• TASK INSTRUCTIONS
Having found the line containing "of the curb" in the data below, reproduce that line and each one after it to the end, exactly, and include nothing else.

Segment Start: THE DATA

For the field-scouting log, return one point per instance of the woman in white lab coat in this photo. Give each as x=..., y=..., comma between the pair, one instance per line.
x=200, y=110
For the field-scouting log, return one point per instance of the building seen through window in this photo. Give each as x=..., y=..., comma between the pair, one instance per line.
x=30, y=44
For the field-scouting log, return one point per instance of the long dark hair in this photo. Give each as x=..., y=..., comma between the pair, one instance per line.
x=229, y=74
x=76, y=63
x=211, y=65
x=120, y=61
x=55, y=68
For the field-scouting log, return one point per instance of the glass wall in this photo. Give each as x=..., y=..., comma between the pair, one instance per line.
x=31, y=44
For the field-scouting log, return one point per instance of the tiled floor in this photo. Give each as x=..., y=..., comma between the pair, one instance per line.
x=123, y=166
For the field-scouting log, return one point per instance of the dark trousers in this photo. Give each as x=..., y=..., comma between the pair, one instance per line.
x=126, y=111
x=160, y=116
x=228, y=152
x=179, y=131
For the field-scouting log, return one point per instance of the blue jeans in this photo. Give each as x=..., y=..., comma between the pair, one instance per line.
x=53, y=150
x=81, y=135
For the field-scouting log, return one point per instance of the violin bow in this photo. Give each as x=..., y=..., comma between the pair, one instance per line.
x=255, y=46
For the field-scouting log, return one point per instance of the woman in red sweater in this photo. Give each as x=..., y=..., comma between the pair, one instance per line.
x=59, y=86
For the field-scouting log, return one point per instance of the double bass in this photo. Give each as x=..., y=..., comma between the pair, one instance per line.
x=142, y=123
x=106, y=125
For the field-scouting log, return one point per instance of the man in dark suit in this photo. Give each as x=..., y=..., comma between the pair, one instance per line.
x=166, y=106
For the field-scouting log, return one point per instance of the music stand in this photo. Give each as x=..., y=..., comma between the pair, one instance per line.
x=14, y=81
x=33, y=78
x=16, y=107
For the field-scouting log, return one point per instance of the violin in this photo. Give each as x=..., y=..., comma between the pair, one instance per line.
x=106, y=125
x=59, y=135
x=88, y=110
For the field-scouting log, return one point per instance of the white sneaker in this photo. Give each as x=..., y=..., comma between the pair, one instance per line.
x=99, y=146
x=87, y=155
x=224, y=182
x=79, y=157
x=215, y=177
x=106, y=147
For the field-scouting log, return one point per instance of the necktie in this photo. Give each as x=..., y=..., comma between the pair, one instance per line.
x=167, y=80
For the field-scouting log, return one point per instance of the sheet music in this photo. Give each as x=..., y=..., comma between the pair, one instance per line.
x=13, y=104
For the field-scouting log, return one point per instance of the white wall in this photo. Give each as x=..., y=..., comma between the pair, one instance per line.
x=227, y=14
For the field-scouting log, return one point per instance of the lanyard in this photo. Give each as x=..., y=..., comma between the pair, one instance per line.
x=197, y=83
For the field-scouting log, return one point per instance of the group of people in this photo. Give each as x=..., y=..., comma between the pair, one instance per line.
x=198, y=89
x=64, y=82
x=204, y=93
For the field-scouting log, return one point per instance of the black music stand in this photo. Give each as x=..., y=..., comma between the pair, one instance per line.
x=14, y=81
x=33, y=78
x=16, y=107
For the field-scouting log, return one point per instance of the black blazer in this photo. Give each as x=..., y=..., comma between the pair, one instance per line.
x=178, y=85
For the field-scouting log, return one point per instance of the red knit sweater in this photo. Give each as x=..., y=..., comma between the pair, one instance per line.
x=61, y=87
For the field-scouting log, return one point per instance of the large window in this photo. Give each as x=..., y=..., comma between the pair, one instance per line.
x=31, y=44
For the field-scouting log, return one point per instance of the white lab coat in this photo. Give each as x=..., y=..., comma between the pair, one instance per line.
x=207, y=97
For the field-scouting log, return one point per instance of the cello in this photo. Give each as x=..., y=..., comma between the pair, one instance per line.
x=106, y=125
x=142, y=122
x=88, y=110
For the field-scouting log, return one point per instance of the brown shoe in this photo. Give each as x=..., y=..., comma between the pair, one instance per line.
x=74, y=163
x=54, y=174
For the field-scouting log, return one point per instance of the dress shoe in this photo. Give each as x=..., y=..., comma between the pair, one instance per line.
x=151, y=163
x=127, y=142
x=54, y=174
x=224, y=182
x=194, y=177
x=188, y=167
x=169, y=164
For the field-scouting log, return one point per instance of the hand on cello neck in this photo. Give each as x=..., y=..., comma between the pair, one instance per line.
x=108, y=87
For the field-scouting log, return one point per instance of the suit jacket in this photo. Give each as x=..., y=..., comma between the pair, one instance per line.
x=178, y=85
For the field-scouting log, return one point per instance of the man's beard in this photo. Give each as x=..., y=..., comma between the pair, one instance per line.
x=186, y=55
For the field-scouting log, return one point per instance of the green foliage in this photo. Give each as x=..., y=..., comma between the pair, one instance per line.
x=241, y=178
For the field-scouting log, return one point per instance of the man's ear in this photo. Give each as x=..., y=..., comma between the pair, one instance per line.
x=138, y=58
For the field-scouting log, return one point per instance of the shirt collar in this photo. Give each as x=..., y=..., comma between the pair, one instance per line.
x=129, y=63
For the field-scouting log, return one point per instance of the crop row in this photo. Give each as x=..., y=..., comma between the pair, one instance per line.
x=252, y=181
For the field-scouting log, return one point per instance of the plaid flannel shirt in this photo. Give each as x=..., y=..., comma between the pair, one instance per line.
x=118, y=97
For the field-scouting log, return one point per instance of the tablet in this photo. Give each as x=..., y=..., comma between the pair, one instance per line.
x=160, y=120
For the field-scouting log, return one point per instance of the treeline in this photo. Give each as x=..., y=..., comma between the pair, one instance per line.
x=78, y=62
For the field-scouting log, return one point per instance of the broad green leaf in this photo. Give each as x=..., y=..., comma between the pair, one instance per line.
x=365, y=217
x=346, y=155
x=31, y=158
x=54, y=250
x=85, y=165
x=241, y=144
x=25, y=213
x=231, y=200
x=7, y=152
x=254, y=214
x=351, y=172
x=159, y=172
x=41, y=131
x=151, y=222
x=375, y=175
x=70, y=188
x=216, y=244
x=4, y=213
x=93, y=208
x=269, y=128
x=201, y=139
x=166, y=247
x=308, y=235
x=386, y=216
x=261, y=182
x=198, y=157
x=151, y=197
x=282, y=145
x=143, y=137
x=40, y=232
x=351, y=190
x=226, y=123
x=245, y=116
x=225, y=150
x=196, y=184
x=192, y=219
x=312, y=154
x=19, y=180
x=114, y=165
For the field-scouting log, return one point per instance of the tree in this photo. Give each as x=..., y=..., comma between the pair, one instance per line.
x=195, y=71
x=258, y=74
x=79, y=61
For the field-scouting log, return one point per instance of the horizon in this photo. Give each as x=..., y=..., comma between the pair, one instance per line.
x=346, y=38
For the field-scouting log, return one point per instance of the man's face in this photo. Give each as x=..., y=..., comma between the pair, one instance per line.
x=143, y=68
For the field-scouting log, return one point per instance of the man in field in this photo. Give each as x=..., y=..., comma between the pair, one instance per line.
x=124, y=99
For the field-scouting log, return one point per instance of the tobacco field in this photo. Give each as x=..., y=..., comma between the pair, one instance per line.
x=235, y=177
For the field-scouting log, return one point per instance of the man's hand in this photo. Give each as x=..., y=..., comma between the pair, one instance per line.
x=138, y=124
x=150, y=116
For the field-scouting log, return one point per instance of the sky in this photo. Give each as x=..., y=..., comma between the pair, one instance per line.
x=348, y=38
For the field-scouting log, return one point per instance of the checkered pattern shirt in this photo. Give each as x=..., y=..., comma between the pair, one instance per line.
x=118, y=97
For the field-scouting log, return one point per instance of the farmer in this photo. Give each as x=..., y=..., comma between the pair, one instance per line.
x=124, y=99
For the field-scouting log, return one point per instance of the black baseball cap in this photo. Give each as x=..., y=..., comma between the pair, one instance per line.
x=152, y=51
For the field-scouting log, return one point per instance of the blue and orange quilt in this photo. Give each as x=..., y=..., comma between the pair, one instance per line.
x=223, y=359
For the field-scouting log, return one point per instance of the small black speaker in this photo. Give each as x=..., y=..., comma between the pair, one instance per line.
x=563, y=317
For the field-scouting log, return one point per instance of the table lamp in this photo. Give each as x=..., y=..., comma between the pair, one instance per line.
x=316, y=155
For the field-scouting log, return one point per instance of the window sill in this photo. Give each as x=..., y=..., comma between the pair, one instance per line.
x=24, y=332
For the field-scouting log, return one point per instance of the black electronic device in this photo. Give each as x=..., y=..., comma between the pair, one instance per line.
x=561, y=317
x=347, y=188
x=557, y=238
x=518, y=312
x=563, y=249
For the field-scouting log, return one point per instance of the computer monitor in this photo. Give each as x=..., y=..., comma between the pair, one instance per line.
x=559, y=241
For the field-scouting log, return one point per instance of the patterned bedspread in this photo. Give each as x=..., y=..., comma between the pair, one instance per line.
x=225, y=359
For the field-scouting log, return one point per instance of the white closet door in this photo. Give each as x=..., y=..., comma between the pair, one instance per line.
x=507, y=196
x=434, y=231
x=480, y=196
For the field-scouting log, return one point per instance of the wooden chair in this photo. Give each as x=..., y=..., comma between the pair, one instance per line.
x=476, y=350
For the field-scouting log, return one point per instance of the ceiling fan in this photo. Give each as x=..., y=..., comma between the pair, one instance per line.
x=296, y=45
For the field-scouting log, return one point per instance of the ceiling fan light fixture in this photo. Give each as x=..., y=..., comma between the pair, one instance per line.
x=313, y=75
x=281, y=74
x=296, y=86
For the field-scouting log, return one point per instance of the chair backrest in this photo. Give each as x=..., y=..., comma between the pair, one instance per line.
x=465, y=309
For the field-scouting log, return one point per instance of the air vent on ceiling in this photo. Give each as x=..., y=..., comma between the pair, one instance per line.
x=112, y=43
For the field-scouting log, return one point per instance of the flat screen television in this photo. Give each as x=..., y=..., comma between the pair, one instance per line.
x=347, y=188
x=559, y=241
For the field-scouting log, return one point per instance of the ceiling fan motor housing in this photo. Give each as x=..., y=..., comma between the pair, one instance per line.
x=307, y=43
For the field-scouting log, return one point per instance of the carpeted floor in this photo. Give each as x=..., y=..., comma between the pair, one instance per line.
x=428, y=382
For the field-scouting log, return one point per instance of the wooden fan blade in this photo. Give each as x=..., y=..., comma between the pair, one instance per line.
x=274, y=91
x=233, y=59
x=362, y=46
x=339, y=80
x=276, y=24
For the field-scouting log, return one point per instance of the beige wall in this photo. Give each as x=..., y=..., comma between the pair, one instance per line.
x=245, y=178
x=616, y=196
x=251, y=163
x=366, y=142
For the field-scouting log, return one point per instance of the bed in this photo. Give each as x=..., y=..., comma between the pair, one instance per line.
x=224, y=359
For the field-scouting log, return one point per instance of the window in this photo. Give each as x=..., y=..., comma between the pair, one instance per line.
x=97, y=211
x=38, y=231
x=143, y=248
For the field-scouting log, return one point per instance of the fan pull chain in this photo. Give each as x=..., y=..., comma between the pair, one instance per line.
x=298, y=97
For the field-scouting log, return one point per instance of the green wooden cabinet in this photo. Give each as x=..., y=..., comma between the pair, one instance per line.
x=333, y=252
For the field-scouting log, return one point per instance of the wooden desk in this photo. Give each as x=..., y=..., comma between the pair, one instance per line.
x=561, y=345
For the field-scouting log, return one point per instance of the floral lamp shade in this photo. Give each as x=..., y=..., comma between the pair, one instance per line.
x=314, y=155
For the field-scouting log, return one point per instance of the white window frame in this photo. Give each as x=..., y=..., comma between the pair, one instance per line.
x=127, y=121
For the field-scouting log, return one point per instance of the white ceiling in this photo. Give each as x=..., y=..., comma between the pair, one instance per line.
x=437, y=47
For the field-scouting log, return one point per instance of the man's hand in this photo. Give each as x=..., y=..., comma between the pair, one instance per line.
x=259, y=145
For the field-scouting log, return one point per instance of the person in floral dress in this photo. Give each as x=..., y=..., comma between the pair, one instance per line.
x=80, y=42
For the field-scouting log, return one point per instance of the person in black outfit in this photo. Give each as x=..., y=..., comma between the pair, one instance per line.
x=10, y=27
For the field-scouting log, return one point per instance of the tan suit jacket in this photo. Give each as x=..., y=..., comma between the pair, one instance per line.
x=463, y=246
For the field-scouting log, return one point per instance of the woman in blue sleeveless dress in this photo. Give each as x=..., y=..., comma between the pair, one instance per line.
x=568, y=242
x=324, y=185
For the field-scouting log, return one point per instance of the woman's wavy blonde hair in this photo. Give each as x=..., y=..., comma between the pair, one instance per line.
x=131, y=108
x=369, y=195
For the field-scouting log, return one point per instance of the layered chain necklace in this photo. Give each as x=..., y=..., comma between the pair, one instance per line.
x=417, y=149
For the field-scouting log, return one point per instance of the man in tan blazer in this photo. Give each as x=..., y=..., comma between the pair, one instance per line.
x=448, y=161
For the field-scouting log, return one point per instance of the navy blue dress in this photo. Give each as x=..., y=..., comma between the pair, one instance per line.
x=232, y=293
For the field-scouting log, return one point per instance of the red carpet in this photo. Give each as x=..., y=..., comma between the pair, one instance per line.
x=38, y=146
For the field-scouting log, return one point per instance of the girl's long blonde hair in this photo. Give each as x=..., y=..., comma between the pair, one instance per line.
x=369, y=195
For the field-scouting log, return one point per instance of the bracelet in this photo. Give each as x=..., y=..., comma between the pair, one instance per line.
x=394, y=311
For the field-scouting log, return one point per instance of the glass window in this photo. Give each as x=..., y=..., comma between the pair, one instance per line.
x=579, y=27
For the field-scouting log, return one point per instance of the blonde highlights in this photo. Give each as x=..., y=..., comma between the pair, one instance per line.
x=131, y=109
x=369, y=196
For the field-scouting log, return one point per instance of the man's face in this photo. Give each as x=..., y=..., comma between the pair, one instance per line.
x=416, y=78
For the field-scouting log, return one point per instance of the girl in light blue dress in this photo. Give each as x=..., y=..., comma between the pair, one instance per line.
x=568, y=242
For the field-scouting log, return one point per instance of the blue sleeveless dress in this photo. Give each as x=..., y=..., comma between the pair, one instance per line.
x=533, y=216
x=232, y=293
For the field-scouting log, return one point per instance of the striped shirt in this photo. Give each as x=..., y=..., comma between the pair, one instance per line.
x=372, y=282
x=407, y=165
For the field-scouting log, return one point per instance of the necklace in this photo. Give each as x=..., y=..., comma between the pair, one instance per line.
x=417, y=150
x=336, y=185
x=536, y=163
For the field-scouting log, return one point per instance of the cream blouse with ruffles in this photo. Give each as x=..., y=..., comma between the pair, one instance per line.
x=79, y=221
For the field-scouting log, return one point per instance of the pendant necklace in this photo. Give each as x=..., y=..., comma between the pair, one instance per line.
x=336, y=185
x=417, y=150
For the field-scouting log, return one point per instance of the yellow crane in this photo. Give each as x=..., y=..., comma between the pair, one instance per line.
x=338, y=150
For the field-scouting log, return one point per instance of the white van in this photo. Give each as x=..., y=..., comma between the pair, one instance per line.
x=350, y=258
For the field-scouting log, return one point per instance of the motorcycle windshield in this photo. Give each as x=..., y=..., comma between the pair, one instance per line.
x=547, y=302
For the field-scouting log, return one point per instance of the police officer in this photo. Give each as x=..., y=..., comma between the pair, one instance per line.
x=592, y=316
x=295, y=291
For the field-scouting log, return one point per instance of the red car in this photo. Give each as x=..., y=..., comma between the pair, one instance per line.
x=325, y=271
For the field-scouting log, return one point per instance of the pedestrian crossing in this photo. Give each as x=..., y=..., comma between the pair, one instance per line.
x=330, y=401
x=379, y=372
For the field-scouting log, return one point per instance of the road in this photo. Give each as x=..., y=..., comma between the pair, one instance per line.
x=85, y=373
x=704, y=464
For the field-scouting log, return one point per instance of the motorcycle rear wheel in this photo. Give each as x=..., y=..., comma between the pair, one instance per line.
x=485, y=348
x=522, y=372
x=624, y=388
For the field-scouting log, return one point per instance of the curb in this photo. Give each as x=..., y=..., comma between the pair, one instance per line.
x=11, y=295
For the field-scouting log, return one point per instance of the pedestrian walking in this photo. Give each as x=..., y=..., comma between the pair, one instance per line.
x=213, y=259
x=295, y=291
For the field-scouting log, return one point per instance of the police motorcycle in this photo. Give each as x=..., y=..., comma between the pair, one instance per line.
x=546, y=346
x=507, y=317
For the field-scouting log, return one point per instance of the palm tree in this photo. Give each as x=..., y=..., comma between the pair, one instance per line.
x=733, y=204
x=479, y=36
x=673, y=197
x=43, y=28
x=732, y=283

Segment End: THE DATA

• REPLY TO THE TASK
For the field-scouting log, return one point per instance of the curb in this photo. Give each as x=..., y=..., comma between the pair, one instance per line.
x=11, y=295
For the field-scouting log, return one point per instance of the pedestrian walking in this photo. Give each as x=..., y=..., comma between the pair, one instance per line.
x=213, y=259
x=295, y=291
For the field-scouting log, return one point per instance of the police motorcycle in this photo. Give each as x=..., y=..., comma between the pair, one instance per line.
x=546, y=346
x=507, y=317
For the field-scouting log, return one point per instance of the palm tree in this photo. Give each as x=..., y=..., comma between the pair, one instance per line.
x=733, y=204
x=479, y=36
x=673, y=197
x=43, y=28
x=732, y=283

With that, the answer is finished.